Your objective ::
State how many lines of the material below contain the string "positive". Case counts, and the reply should be the number alone.

***** Listed records

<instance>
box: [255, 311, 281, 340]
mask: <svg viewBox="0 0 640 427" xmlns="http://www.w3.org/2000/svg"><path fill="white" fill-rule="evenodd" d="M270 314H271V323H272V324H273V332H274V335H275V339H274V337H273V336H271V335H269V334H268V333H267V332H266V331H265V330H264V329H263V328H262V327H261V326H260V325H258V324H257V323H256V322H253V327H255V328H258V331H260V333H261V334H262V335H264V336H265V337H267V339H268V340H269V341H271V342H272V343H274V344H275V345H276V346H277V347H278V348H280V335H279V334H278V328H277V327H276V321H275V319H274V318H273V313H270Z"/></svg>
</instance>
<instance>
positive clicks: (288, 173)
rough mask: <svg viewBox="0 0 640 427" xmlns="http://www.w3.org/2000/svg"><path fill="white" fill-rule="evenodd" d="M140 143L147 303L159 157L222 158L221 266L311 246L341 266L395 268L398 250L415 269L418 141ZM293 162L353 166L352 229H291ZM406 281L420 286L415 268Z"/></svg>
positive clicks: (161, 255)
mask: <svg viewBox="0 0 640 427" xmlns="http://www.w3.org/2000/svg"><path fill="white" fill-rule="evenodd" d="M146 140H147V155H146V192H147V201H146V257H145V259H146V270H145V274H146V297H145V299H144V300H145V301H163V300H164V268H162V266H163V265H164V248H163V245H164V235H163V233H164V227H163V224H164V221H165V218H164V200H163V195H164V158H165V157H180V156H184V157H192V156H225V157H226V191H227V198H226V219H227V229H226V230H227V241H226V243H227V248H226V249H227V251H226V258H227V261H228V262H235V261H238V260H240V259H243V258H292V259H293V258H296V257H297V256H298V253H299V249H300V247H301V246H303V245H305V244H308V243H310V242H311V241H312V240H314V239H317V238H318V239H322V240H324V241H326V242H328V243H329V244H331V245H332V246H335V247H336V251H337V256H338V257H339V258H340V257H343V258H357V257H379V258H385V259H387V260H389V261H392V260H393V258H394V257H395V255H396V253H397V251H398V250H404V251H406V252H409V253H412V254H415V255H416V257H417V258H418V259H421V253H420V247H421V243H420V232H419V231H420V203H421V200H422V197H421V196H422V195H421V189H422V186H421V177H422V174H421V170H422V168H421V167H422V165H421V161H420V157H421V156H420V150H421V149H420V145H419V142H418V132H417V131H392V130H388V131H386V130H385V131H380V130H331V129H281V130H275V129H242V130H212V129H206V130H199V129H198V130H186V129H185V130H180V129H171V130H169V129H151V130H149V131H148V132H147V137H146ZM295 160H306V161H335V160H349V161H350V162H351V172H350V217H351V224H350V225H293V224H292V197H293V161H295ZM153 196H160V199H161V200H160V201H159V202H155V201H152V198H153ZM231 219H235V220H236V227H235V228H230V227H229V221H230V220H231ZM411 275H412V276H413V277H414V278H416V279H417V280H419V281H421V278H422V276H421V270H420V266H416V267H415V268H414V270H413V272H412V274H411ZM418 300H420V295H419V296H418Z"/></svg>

**********

Written answer ::
2